Natural-language object grounding data
━━━━━━━━
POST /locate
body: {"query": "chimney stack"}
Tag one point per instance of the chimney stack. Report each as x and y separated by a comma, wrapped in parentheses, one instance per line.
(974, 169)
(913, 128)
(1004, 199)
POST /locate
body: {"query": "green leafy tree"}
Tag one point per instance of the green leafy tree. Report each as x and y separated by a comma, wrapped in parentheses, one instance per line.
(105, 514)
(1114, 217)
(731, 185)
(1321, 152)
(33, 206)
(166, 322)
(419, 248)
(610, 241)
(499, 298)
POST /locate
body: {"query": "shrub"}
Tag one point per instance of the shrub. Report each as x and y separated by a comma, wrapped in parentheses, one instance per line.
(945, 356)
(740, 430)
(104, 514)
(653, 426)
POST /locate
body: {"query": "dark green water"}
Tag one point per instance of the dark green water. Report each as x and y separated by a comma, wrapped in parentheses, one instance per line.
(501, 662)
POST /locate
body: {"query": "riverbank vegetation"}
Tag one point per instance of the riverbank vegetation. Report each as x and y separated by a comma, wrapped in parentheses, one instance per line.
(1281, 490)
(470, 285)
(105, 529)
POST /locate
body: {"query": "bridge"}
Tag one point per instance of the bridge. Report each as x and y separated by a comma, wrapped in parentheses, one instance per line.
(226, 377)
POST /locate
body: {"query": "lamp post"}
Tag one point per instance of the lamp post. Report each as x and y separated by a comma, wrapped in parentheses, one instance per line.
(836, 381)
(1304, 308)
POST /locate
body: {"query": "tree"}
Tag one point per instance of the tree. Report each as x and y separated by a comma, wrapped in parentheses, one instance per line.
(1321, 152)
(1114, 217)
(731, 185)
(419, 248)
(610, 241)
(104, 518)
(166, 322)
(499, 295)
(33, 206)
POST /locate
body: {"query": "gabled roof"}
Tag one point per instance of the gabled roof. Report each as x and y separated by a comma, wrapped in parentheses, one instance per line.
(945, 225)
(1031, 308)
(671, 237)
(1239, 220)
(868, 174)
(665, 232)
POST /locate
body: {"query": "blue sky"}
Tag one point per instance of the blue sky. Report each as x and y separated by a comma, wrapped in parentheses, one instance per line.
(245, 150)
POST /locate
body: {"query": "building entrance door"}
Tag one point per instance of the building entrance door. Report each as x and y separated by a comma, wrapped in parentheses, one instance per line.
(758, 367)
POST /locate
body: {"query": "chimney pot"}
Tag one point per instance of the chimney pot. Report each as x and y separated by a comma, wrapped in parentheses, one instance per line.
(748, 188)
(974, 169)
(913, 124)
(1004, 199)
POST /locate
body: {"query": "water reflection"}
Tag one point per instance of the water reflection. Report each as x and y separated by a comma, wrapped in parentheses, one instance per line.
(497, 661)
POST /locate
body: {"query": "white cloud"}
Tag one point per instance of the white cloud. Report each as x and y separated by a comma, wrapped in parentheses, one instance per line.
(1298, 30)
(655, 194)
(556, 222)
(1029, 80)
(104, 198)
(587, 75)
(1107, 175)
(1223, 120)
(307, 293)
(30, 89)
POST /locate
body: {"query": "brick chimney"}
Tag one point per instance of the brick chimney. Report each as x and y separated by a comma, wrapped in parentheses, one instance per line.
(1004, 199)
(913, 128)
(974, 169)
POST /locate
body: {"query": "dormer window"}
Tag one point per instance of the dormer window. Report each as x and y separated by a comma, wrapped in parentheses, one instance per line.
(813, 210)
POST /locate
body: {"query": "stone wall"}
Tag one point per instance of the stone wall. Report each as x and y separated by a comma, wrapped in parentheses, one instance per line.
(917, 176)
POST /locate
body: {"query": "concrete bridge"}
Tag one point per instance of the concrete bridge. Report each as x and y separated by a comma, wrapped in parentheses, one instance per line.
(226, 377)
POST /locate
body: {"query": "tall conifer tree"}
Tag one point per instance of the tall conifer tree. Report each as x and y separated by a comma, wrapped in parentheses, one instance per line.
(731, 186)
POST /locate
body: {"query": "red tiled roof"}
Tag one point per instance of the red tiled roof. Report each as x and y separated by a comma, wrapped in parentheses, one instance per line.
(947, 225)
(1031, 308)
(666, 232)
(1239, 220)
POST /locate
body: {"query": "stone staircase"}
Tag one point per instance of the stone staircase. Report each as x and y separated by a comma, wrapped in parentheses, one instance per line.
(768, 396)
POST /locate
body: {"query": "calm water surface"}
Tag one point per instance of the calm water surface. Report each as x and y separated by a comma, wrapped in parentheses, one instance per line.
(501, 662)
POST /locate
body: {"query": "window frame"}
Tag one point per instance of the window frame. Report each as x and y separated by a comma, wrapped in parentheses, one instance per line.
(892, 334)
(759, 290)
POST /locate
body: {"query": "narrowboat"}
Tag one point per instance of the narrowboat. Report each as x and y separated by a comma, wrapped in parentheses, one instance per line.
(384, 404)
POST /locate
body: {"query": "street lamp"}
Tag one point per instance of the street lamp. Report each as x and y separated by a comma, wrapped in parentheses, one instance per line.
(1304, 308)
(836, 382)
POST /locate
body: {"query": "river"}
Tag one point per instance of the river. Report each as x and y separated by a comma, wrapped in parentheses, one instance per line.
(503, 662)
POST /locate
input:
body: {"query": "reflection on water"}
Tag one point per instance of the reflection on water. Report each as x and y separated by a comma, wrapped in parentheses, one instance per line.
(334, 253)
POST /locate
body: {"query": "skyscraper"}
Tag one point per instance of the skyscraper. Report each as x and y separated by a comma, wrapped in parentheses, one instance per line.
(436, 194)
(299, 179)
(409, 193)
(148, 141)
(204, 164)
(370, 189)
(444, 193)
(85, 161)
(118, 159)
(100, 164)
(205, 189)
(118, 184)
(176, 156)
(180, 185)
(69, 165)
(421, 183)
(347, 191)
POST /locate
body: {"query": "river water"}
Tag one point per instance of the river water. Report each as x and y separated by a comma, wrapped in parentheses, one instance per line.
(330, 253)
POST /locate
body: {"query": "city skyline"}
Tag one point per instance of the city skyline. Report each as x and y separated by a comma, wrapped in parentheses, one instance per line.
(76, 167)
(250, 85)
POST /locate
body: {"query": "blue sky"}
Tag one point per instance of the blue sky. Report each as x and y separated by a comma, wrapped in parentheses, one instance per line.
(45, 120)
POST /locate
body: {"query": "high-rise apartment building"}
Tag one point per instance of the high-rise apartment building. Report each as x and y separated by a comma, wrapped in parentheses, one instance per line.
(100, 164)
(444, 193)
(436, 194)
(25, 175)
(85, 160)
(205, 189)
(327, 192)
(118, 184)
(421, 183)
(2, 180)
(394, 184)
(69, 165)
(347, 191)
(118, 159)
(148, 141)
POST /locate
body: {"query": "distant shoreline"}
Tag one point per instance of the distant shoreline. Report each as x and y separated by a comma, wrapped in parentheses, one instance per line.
━━━━━━━━
Description of the task
Filter the records down to the lines that contain the string "distant", and copy those lines.

Result for this task
body: {"query": "distant shoreline"}
Tag one point per instance of the distant shoreline. Report each as x and y separated by a comma, wrapped in parentheses, one instance per line.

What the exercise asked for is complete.